▶ [AIM OF THE TASK]: Exactly reproduce the lines from the one containing "request | place a dot on the spotted" through the last line of the data, both ends included, leaving out pictures.

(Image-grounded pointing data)
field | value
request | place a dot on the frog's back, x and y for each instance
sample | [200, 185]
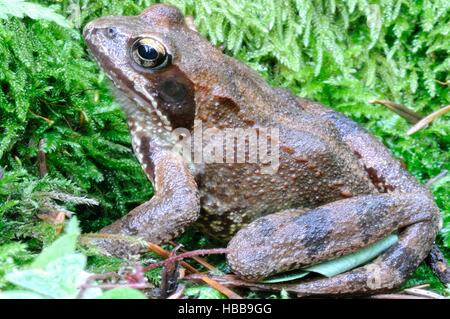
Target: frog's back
[315, 167]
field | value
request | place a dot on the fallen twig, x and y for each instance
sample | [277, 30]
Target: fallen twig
[409, 115]
[200, 260]
[188, 254]
[439, 264]
[169, 276]
[395, 296]
[178, 293]
[428, 119]
[423, 293]
[42, 159]
[434, 179]
[201, 277]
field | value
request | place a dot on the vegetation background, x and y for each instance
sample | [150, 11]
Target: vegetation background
[340, 53]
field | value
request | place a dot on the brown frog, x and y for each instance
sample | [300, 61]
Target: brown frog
[336, 188]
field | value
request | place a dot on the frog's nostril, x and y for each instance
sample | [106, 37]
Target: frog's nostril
[88, 29]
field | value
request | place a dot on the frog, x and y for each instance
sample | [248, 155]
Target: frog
[336, 189]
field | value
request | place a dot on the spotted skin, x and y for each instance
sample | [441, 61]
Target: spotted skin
[337, 188]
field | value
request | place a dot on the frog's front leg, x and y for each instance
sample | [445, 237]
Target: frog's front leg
[174, 206]
[293, 239]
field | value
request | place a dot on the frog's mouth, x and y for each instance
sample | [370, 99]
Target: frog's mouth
[134, 97]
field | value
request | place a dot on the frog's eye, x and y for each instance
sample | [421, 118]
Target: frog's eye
[149, 53]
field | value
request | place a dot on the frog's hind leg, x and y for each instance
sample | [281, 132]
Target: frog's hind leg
[285, 241]
[385, 273]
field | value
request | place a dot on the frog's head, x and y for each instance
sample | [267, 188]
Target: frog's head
[157, 59]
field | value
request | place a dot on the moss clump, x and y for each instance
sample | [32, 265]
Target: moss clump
[342, 54]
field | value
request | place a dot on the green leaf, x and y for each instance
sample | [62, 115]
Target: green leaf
[59, 279]
[123, 293]
[20, 8]
[20, 294]
[350, 261]
[64, 245]
[285, 277]
[203, 292]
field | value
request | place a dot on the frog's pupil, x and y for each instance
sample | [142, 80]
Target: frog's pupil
[147, 52]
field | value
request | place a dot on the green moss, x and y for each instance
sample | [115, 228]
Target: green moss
[340, 53]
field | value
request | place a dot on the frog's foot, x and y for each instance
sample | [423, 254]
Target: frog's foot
[289, 240]
[174, 206]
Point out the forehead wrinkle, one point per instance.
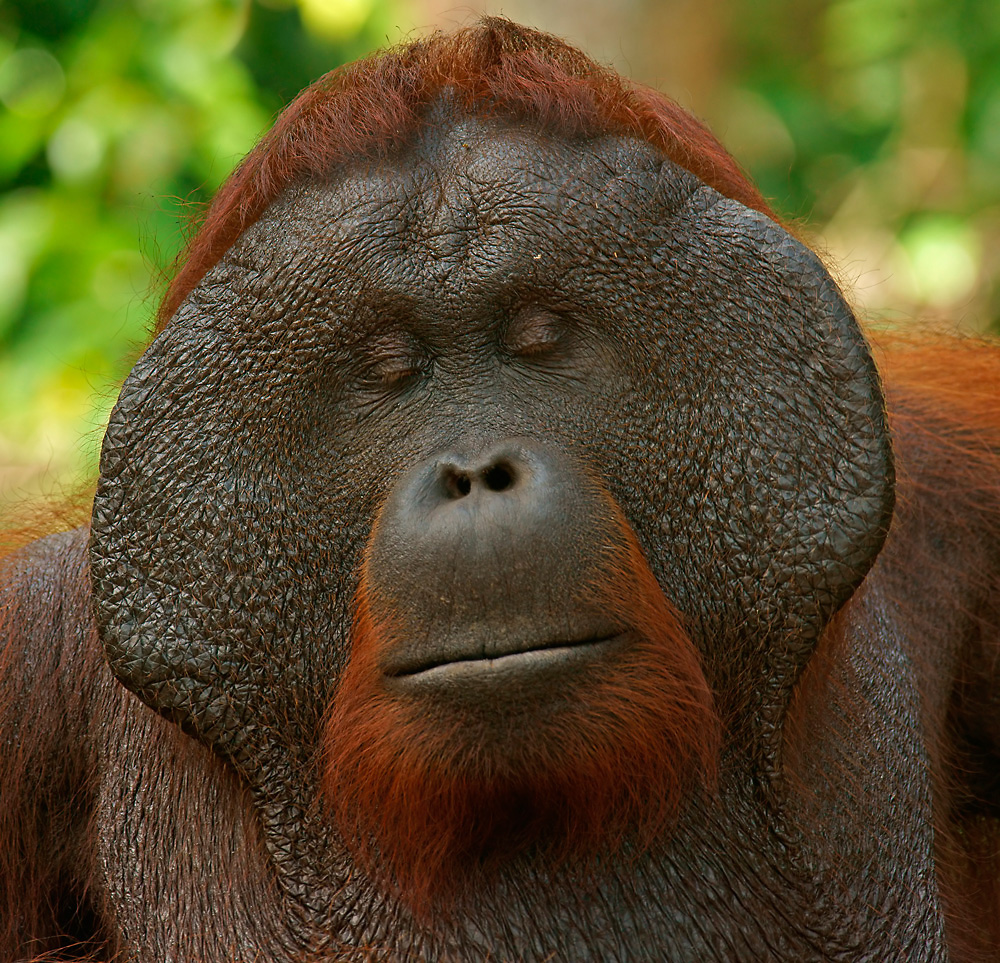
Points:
(440, 216)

▶ [TASK SOLUTION]:
request | place a dot on the spotted skin, x and y for each instance
sample | [441, 61]
Target: spotted skin
[337, 188]
field | value
request | place a dot on the frog's front leg, x and y for each instance
sample | [445, 237]
Target: frog's front leg
[174, 206]
[293, 239]
field | value
request | place a dot on the frog's mouth, x and y for each instance
sample | [370, 99]
Target: frog's mouth
[134, 97]
field | value
request | place a dot on the frog's eye, x and y for each instance
sample | [421, 118]
Target: frog's eye
[149, 53]
field | value
request | place a dot on the frog's hind leg, x and y for each instance
sample | [281, 132]
Target: frog's hind leg
[285, 241]
[385, 273]
field | value
request | place a dot on the frog's head, x and y for each instance
sample | [267, 188]
Target: frog's head
[157, 59]
field | value
request | place a dot on the moss clump, x and y for each instance
sample | [32, 265]
Target: moss clump
[342, 54]
field | value
request | place a dot on the green leaf, x and y for each instance
sample | [62, 115]
Target: green leaf
[59, 279]
[123, 293]
[20, 8]
[20, 294]
[350, 261]
[64, 245]
[285, 277]
[203, 292]
field | value
request | place a dot on the frog's pupil, x and y for each instance
sample | [142, 80]
Target: frog's pupil
[147, 52]
field | value
request | place a dot on the green moss, x and y for each instance
sample | [115, 228]
Target: green moss
[340, 53]
field | value
request | place a dot on the frog's foot, x and y for each instance
sample | [423, 254]
Target: frog's foot
[289, 240]
[174, 206]
Point out the forehead wrinkle, one point per instance.
Points:
(440, 216)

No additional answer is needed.